→ SUPPLIED ENTRIES:

* * * * *

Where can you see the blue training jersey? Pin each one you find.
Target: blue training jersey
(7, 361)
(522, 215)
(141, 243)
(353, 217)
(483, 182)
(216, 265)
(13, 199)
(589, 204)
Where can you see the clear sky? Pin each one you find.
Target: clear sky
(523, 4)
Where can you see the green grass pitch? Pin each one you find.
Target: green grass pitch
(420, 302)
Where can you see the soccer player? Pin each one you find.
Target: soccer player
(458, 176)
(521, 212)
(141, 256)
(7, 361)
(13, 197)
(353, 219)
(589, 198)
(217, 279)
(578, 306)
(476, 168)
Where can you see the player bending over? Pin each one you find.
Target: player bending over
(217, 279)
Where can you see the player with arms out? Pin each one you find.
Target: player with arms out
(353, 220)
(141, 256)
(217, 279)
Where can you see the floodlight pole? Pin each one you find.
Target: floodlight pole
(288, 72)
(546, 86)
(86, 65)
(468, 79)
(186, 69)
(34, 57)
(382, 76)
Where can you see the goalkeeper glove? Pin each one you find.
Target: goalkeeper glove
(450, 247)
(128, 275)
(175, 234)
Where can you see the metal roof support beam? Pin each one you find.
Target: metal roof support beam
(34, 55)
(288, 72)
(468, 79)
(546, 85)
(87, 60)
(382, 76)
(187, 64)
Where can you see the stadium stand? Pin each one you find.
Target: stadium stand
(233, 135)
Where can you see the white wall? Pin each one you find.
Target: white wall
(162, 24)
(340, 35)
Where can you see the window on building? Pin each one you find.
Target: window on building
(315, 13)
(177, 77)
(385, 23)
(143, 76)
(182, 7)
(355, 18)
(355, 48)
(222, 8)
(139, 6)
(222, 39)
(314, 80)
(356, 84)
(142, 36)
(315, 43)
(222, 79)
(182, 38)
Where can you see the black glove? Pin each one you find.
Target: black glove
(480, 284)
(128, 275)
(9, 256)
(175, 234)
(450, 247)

* * * * *

→ TASK TO COMPLETE: Give back all the records exactly as they stand.

→ RESULT:
Where can you see the blue training jersey? Pin each one you find.
Target: blue training jersey
(7, 361)
(522, 215)
(141, 243)
(353, 217)
(483, 182)
(216, 265)
(13, 199)
(589, 204)
Where can you see the clear sky? Pin each one you find.
Target: clear sky
(523, 4)
Where can you see the green grass pitch? Pin each one you find.
Target: green grass pitch
(420, 302)
Where can you see the soccer player? Pin each one you find.
Target: soccer player
(458, 176)
(521, 212)
(141, 256)
(7, 361)
(13, 197)
(353, 219)
(589, 198)
(217, 279)
(578, 306)
(476, 168)
Where can you see the player bending over? Pin each one you find.
Target: player bending over
(217, 279)
Where can you see the player with arms out? Pin each one you find.
Target: player with arms out
(353, 220)
(141, 256)
(217, 279)
Where can you see the floodlight pole? Pin each one you find.
Target: floodlight pole
(288, 72)
(546, 86)
(86, 65)
(468, 79)
(186, 69)
(34, 57)
(382, 76)
Where can you see the goalkeeper glove? Pin each one you find.
Target: goalkeeper glove
(450, 247)
(128, 275)
(175, 234)
Where can you see the metal roof support beam? Pin each one you find.
Target: metal roof support beam
(34, 55)
(288, 72)
(468, 79)
(546, 85)
(87, 60)
(382, 76)
(187, 64)
Where can you see the stadium stand? Pin each one you find.
Target: stadium stand
(233, 135)
Where can you see the white wall? Pin each one you find.
Target: white wall
(162, 24)
(340, 35)
Where can you see the window on building? Pin each one you find.
Target: window on building
(315, 13)
(177, 77)
(385, 23)
(143, 76)
(182, 7)
(355, 18)
(355, 48)
(222, 8)
(139, 6)
(222, 39)
(314, 80)
(356, 84)
(142, 36)
(315, 43)
(222, 79)
(182, 38)
Where can you see the black glove? Pin each one you find.
Target: black glove
(480, 284)
(128, 275)
(9, 256)
(175, 234)
(450, 247)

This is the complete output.